What is expected »
Nothing in the data may be changed; retype all of it.

Extracted material »
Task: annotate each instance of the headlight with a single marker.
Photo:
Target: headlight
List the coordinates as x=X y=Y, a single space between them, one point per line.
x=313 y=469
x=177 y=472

Your response »
Task: annotate each instance of the headlight with a single marker.
Photo:
Target: headlight
List the coordinates as x=X y=Y, a single space between them, one point per line.
x=313 y=469
x=177 y=472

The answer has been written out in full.